<<<<

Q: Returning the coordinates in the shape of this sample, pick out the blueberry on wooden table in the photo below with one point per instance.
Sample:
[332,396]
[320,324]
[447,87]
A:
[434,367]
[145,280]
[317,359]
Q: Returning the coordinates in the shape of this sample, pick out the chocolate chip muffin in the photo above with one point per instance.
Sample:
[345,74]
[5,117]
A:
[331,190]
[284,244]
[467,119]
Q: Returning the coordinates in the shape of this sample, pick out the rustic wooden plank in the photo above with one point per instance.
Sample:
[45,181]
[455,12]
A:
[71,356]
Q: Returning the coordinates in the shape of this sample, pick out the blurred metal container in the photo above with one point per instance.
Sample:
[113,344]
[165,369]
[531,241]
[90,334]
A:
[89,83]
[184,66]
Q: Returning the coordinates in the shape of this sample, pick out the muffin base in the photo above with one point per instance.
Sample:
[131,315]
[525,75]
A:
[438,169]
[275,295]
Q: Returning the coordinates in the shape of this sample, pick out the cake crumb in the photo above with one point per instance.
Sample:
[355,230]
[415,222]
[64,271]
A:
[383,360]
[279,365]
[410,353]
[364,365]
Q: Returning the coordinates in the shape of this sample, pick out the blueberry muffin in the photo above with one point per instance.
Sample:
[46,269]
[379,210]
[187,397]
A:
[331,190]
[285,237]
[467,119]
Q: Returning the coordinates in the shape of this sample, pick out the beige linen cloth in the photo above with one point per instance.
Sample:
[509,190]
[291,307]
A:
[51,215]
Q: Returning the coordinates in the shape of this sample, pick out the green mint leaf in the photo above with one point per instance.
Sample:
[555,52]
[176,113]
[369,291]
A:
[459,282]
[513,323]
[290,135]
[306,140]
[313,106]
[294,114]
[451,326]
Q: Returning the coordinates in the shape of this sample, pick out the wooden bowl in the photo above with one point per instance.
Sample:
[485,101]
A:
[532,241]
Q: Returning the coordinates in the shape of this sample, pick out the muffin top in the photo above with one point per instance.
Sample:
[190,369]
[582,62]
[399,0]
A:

>>>>

Problem description —
Copy the listing word for word, starting with the line that contains "out the cake" and running through the end of the listing, with both ends included.

Result —
Q: Returning the coordinates in the shape of this sample, pick out the cake crumb in the photo above with one point per instance.
Sample:
[355,230]
[415,222]
[64,271]
A:
[383,360]
[279,365]
[410,353]
[364,365]
Q: Returning the coordinates in the shape of this sample, pick out the blueberry muffin in the photo above with one point per instance.
Sample:
[46,269]
[379,210]
[187,397]
A:
[331,190]
[285,237]
[467,119]
Q: Returning the coordinates in the shape of this sample, pick out the beige linen cloth in the photo above with one point per instance.
Sample:
[509,190]
[291,307]
A:
[51,215]
Q: Returning the coordinates in the shape of this sample, pick out the green mint leaf in the photo above with one point per instance.
Sample:
[555,52]
[176,113]
[369,291]
A:
[459,282]
[513,323]
[290,135]
[306,140]
[313,106]
[294,114]
[451,326]
Q: Returning the coordinates in the shape of this sample, pick out the wooden bowl in the photo above with one point per instance.
Sample:
[485,101]
A:
[532,241]
Q: Returning the coordinates in the shape of this sample, pick out the muffin top in the photo above with one point per instance.
Sample:
[190,369]
[582,62]
[399,0]
A:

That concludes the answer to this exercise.